◆ **Work to complete**: Copy all the entries word for word, but omit the pictures.

-- start Source material --

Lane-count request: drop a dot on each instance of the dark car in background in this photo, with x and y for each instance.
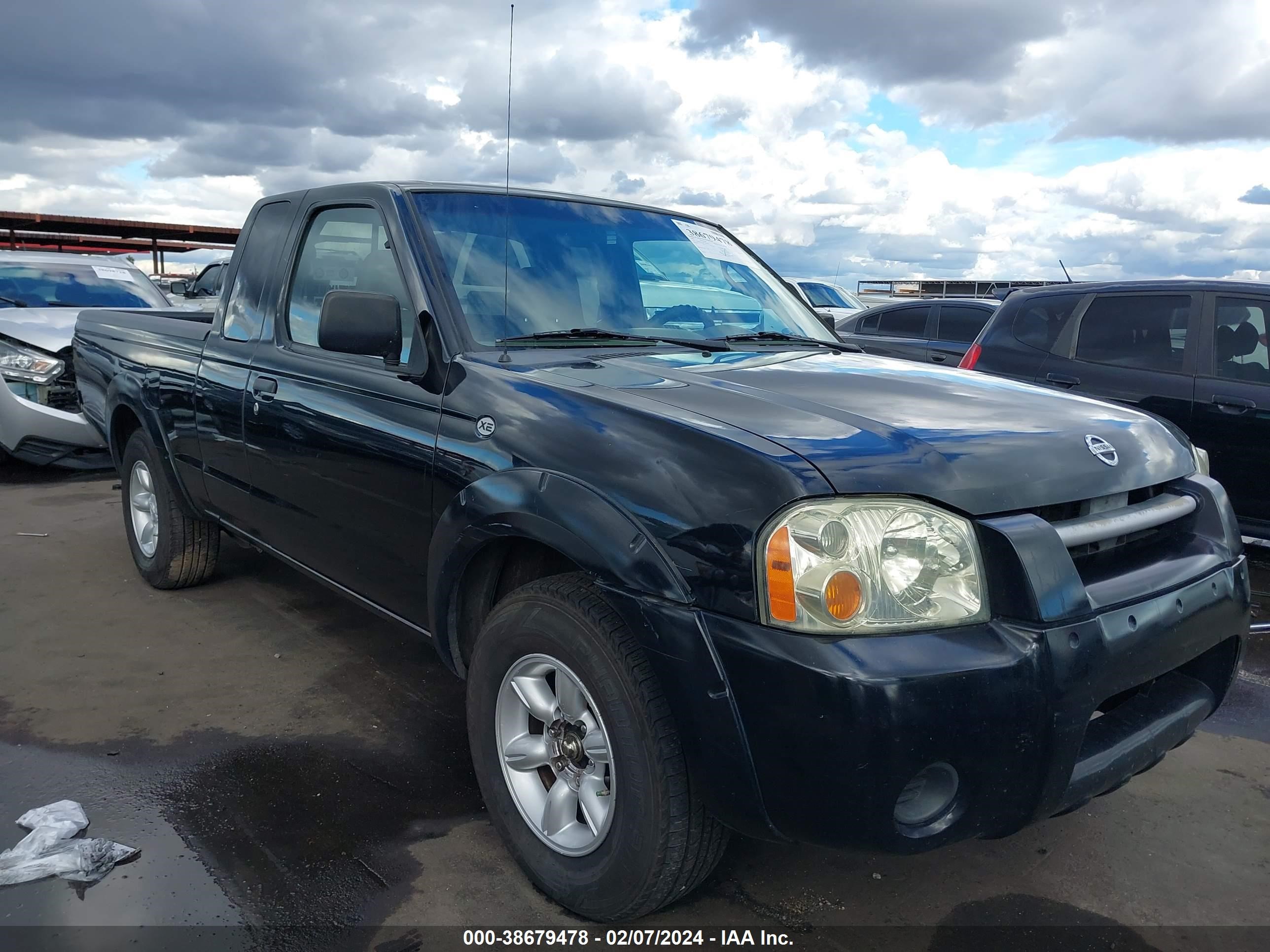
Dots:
(933, 331)
(1193, 352)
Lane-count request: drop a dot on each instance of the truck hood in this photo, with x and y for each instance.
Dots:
(46, 328)
(977, 443)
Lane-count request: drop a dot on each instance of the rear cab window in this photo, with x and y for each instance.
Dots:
(243, 311)
(903, 322)
(346, 248)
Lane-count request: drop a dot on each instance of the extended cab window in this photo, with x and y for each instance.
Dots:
(243, 314)
(1240, 340)
(1136, 331)
(1039, 322)
(962, 323)
(345, 249)
(903, 322)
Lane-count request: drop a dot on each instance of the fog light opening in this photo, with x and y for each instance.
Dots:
(927, 796)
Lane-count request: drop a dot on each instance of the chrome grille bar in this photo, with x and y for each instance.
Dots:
(1123, 522)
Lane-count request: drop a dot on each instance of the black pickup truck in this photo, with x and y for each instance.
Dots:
(703, 568)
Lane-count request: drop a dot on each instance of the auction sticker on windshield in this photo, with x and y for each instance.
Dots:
(105, 271)
(711, 243)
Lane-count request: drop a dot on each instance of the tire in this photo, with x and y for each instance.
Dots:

-- end Source material --

◆ **Worked solution**:
Lane-count request: drop a dot on each instance of the dark car in background in this photo, with x and y for each instance.
Dots:
(933, 331)
(1193, 352)
Lane-count request: drop a dot on each instance of the truck hood in this photo, with x and y for each instance.
Dots:
(46, 328)
(977, 443)
Lane-count request: drop a dot on each instance of the rear cab window in this photo, with x and y for each instance.
Dots:
(243, 311)
(903, 322)
(346, 248)
Lane-count request: drop a dot on each instance of the extended cab window in this photo, with x and y for each instance.
Dots:
(243, 314)
(1240, 340)
(1136, 331)
(1039, 322)
(962, 323)
(345, 249)
(903, 322)
Lane-count request: drop a dot on each instance of the fog light opening in this photo, with x and y for each instance.
Dots:
(927, 796)
Lane-count request: drop a dot on each instance of the chrome grille bar in this photo, with x and y for each instance.
Dots:
(1123, 522)
Lane-count request: drop a dot on each instance of the black pickup truck in this photo, with x and y for each instance.
Dots:
(703, 568)
Lane-count request: drop a dot on each instance of the auction sticker on windshield in this photo, with x and y for each instance.
Dots:
(105, 271)
(711, 243)
Lane-count request: drop a dot on each instance of the tire in this photo, with x and y for each instance.
Dots:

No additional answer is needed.